# START OF RECORDS SUPPLIED

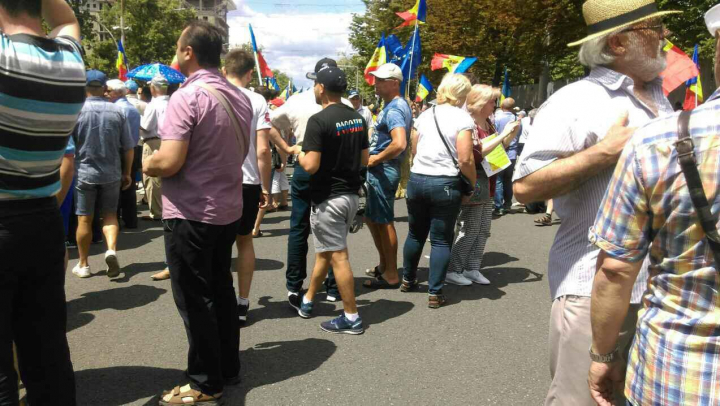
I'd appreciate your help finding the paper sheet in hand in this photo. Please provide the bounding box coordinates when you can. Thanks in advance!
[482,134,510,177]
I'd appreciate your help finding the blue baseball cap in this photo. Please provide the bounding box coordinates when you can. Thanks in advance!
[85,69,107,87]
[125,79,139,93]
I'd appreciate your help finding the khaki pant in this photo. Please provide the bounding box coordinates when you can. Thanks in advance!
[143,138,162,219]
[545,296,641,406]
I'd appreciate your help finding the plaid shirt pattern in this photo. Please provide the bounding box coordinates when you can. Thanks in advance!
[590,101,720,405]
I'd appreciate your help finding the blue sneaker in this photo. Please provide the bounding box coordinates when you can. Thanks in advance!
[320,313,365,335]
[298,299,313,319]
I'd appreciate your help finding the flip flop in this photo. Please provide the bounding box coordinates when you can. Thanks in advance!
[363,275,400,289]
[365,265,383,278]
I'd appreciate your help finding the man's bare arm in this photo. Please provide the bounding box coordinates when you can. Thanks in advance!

# END OF RECORDS SUPPLIED

**AIM**
Shift every bounding box coordinate in the answers by -138 as you write out again the stretch of the data above from its very start through the line containing "[545,296,641,406]", keeping the requests in place. Leave the pictures out of your answer.

**FINAL RESULT**
I'd appreciate your help finding the paper sheet in hand in this photo. Please provide the bounding box coordinates when you can. Thanks in advance!
[344,-4,372,39]
I'd appreciate your help finding the blue baseball cap in this photo. Please provide the bounding box coordinates when you can. Thanks in advance!
[-53,-69,-31,-51]
[-13,-59,1,-45]
I'd appreciate your help finding the khaki pant in this photo. Please provide the bounding box coordinates when you can. Thanks in advance!
[5,0,24,81]
[407,158,503,268]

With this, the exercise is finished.